-- Start of ITEMS --

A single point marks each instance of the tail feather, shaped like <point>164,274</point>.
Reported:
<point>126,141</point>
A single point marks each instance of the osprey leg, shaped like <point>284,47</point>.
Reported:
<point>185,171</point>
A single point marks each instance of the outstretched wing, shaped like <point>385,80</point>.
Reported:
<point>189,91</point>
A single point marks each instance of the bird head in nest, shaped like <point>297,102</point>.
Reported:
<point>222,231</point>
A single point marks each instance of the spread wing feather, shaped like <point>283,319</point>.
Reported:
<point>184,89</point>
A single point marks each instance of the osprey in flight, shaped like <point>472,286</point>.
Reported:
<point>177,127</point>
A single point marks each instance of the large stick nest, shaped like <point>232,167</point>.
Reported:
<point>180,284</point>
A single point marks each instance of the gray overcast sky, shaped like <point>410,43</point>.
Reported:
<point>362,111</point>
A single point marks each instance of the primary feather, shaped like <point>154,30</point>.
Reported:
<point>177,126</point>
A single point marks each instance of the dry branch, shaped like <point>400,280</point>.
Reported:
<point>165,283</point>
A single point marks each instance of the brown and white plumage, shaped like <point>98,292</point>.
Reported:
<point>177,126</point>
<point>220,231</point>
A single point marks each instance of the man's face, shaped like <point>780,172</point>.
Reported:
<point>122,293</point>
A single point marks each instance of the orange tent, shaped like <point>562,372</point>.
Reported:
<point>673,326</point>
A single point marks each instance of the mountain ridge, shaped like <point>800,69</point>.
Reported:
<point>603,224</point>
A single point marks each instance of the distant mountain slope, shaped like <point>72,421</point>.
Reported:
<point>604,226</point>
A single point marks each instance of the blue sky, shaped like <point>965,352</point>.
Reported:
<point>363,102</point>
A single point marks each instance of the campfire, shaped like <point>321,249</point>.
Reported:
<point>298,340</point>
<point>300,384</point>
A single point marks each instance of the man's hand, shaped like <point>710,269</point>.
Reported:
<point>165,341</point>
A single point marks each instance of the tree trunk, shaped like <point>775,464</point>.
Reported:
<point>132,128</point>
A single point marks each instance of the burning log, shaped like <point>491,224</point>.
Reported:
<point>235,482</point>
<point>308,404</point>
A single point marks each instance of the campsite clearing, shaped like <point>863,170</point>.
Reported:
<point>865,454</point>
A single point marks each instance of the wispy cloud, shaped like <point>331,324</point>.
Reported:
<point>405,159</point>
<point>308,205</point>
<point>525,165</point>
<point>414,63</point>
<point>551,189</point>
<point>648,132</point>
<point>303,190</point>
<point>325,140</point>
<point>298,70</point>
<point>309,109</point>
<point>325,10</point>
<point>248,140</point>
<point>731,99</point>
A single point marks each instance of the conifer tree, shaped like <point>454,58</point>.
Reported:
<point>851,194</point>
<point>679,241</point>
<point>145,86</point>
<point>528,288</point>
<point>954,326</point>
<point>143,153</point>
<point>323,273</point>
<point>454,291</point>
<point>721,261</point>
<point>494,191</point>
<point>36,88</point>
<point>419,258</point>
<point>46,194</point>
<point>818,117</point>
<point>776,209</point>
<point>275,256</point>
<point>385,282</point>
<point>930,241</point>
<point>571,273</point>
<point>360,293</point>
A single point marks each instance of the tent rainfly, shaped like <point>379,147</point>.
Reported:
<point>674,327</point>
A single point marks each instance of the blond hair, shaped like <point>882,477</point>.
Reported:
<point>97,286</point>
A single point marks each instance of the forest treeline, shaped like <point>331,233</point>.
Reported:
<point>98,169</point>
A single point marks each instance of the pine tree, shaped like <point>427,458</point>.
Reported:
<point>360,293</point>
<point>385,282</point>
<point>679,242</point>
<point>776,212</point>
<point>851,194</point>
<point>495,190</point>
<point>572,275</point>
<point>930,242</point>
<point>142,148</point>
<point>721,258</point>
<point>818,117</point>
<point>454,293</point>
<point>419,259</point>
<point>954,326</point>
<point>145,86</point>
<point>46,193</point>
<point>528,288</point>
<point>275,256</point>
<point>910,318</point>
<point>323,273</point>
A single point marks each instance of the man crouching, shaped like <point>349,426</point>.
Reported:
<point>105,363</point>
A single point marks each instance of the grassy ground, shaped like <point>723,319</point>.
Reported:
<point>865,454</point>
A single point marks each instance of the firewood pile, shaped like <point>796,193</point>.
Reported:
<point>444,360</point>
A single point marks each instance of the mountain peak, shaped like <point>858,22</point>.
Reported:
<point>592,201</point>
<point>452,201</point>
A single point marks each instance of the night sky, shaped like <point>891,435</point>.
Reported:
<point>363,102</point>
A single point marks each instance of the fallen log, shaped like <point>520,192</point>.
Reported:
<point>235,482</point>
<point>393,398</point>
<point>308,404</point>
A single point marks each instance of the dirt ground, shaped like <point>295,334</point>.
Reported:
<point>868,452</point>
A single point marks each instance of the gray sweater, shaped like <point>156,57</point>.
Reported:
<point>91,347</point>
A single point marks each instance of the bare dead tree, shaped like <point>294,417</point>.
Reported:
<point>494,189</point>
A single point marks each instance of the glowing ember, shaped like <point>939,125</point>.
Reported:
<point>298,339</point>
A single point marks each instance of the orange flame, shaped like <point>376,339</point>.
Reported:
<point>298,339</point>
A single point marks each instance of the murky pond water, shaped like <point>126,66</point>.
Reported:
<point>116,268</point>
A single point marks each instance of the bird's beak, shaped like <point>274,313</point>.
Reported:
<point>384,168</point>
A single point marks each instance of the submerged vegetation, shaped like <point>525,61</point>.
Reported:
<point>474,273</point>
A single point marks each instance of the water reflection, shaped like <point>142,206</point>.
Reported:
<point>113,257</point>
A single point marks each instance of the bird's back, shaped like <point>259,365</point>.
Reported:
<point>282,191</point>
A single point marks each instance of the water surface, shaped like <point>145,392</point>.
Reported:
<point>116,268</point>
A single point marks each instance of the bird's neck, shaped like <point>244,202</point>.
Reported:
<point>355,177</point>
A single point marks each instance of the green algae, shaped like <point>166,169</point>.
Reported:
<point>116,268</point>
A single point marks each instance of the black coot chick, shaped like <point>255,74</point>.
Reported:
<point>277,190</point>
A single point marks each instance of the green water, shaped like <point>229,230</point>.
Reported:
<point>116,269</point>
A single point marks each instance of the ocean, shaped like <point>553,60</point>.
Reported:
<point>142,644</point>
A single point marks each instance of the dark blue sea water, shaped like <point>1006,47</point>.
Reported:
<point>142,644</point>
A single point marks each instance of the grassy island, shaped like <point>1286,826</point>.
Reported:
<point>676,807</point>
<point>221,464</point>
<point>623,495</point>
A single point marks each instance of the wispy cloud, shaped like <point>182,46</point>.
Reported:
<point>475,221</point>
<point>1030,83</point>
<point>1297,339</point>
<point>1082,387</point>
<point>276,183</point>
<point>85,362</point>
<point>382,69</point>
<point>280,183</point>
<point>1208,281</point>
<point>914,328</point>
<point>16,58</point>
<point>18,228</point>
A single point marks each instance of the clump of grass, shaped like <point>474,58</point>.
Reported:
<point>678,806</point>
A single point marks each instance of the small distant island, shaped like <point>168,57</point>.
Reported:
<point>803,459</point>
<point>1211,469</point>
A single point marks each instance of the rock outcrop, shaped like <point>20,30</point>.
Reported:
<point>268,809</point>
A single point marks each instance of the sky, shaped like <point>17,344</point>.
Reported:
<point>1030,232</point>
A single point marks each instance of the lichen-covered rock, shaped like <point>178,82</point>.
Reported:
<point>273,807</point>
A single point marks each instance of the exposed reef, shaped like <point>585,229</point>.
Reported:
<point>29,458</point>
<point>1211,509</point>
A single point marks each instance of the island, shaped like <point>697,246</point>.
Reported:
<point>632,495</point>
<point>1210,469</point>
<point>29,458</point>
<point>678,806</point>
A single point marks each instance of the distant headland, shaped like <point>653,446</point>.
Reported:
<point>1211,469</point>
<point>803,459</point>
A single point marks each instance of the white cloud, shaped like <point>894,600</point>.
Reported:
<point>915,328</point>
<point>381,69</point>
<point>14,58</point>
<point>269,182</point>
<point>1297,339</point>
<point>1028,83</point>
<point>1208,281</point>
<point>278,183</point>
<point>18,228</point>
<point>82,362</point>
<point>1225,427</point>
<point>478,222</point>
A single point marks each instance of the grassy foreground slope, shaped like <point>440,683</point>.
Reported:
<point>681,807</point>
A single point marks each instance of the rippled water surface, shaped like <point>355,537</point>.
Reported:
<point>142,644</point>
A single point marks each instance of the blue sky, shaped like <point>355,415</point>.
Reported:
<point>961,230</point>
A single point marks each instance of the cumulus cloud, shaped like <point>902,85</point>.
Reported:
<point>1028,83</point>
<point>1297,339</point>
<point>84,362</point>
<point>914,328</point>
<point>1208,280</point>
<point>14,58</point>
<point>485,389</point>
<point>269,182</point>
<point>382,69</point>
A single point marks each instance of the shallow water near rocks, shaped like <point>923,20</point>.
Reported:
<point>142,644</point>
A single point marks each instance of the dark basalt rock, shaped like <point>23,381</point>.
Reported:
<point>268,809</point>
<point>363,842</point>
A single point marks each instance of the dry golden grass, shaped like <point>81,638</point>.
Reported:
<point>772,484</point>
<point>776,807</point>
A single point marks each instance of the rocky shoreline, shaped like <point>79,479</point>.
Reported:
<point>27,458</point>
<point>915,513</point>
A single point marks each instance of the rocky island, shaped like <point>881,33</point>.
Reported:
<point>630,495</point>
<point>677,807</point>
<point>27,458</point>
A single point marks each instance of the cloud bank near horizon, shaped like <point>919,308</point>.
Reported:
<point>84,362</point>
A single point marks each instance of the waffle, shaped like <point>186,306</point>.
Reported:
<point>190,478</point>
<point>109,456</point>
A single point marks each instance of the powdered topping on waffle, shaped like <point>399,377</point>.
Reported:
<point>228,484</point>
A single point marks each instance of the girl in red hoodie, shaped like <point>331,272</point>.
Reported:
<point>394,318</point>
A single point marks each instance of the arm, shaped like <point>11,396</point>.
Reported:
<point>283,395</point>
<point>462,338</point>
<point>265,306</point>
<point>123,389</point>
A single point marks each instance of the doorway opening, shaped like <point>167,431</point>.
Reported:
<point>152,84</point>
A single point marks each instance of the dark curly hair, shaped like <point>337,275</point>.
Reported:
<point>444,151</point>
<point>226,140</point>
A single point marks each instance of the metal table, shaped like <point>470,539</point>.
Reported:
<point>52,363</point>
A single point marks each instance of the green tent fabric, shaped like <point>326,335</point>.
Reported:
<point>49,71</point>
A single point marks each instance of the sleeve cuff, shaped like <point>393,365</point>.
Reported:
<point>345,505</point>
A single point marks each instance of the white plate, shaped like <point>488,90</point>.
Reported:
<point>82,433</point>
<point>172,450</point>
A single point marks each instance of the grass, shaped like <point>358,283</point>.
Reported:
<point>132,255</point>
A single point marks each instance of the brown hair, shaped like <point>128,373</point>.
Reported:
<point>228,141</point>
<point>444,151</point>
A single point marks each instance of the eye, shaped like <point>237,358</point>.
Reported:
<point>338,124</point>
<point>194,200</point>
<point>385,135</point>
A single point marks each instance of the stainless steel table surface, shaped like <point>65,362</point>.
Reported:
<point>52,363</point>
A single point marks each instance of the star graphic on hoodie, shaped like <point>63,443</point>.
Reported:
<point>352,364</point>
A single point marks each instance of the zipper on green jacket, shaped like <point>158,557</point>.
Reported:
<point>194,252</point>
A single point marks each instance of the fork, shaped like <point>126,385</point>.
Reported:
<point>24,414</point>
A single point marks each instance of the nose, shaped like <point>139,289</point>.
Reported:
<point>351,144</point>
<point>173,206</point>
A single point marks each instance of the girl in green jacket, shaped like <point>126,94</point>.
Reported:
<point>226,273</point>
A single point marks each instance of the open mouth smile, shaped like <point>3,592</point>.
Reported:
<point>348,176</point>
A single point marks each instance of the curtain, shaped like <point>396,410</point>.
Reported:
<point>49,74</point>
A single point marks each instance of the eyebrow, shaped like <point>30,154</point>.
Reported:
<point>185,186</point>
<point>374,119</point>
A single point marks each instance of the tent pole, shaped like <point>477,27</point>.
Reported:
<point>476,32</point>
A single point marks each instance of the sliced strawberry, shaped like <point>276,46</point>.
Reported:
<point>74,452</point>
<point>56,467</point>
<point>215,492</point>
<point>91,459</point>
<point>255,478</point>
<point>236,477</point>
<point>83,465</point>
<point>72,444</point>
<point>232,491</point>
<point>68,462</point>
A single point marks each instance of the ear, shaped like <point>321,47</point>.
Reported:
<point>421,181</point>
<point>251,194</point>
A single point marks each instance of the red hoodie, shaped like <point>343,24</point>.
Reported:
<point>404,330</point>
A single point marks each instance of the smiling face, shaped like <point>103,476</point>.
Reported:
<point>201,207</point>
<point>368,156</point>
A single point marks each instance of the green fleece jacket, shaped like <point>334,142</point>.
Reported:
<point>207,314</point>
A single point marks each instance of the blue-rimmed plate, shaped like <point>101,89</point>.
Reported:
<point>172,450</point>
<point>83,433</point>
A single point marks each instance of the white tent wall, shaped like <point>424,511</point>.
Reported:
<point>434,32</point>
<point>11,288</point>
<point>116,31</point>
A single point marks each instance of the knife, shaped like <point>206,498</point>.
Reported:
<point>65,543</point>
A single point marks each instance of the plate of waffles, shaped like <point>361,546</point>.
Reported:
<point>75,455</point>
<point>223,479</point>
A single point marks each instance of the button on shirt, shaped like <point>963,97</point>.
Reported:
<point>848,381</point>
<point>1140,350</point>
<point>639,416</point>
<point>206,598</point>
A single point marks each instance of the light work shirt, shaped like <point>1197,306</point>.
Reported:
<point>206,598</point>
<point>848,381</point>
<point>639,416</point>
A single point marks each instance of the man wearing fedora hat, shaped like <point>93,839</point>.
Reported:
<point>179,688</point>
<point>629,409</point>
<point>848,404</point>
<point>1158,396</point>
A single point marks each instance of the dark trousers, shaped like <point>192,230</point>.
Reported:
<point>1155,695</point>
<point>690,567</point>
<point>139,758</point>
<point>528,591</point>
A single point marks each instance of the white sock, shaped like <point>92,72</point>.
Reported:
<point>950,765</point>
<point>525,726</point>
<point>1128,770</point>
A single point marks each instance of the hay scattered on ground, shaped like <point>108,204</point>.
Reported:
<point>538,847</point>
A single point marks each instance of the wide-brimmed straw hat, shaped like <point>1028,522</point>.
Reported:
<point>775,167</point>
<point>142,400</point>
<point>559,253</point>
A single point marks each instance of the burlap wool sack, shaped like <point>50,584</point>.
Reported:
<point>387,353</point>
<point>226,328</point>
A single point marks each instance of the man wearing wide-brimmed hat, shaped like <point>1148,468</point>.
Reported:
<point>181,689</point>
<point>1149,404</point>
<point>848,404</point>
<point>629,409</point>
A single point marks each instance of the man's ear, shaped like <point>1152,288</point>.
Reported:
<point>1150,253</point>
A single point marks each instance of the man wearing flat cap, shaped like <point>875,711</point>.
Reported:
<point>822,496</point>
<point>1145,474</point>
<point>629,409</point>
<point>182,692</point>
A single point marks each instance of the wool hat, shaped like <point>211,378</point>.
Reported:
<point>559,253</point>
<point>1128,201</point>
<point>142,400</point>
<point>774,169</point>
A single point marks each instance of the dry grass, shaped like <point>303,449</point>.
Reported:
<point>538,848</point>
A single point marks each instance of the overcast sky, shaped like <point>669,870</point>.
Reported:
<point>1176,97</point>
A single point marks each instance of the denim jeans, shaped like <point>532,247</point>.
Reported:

-- End of ITEMS --

Give back exactly the lines that run from the line with "A single point marks each instance of the wool" through the close of the material, counting both ends, and nothing more.

A single point marks each instance of the wool hat, shaped like <point>211,378</point>.
Reported:
<point>559,253</point>
<point>1128,201</point>
<point>142,400</point>
<point>774,169</point>
A single point marks each instance of the dry grass, shaped like <point>303,449</point>.
Reported:
<point>538,848</point>
A single point marks each instance of the overcast sky, shaped like <point>669,870</point>.
Reported:
<point>1176,97</point>
A single point marks each instance of the denim jeans, shaped like <point>532,247</point>.
Reported:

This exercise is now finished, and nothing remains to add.